Texte fourni ->

Oui. Le cœur de cette question ne concerne pas l’Afrique vis-à-vis du reste du monde, mais répond au fait que l’on va mettre face à face des systèmes productifs dont les performances sont très différentes. Il faut donc la mise en place de fonds nécessaires pour accompagner ceux qui n’ont pas encore atteint les niveaux requis pour être dans la compétition.
Un exemple ? Le PIB annuel de la Gambie correspond à 23 heures de travail au Nigeria. Avec de telles disproportions, vous ne pouvez pas faire de marché unique. Vous êtes obligés de mettre en place des écluses pour que, progressivement, on puisse mettre en concurrence ces différents niveaux de productivité.
Vous êtes critiques envers les chefs d’État qui misent sur les énergies fossiles. Ne pensez-vous pas que l’on ne peut pas demander à l’Afrique les mêmes efforts qu’aux pays industrialisés ?
Si, mais je rappelle qu’on est au XXIe siècle, pas au XIXe. La transformation structurelle de nos systèmes va passer par la préservation des écosystèmes et, donc, par des négociations avec le reste du monde. L’Afrique rend beaucoup de services écosystémiques au reste du monde, avec la forêt du bassin du Congo, par exemple, qui est le deuxième poumon de la planète.
On peut négocier pour créer des fonds de convergence sociale et écologique en contrepartie de ce que l’Afrique renonce à faire. Nous émettons 4 % des gaz à effet de serre et nous représentons 17 % de la population mondiale. Cet écart peut être négocié.
N’est-il pas plus réaliste de compter sur ses propres ressources que sur des transferts internationaux, toujours insuffisants ?
Certes, mais mon idée est de jouer, chaque fois que c’est possible, de nos complémentarités. Depuis les années 1960, vous pouvez le constatez, l’Afrique n’a pas tiré grand profit de ces ressources. Il y a une sorte de symétrie entre la carte des ressources minières et la carte de la pauvreté. La RDC, qu’on a pu qualifier à juste titre de scandale géologique, importe la quasi-totalité de son alimentation. Il faut passer à une autre étape et être plus agressifs dans la diplomatie internationale.
IL NE FAUDRAIT PAS QUE LA CEA DEVIENNE LA « BELLE ENDORMIE »
À l’issue du One Forest Summit, organisé début mars à Libreville, les chefs d’État ont annoncé la constitution d’un fonds de 100 millions d’euros pour accélérer la protection des espaces naturels. N’est-ce pas un peu timide ?

Travail à faire -> Reproduisez à l'identique le passage du texte fourni situé entre « Oui. Le cœur » et « pays industrialisés ? », ces deux bornes incluses. Le matériel qui suit provient d'une autre source que le texte fourni.

Informations fournies ->
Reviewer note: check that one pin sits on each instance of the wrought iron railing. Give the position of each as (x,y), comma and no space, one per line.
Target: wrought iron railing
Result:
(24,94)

Zone de réponse ->
Oui. Le cœur de cette question ne concerne pas l’Afrique vis-à-vis du reste du monde, mais répond au fait que l’on va mettre face à face des systèmes productifs dont les performances sont très différentes. Il faut donc la mise en place de fonds nécessaires pour accompagner ceux qui n’ont pas encore atteint les niveaux requis pour être dans la compétition.
Un exemple ? Le PIB annuel de la Gambie correspond à 23 heures de travail au Nigeria. Avec de telles disproportions, vous ne pouvez pas faire de marché unique. Vous êtes obligés de mettre en place des écluses pour que, progressivement, on puisse mettre en concurrence ces différents niveaux de productivité.
Vous êtes critiques envers les chefs d’État qui misent sur les énergies fossiles. Ne pensez-vous pas que l’on ne peut pas demander à l’Afrique les mêmes efforts qu’aux pays industrialisés ?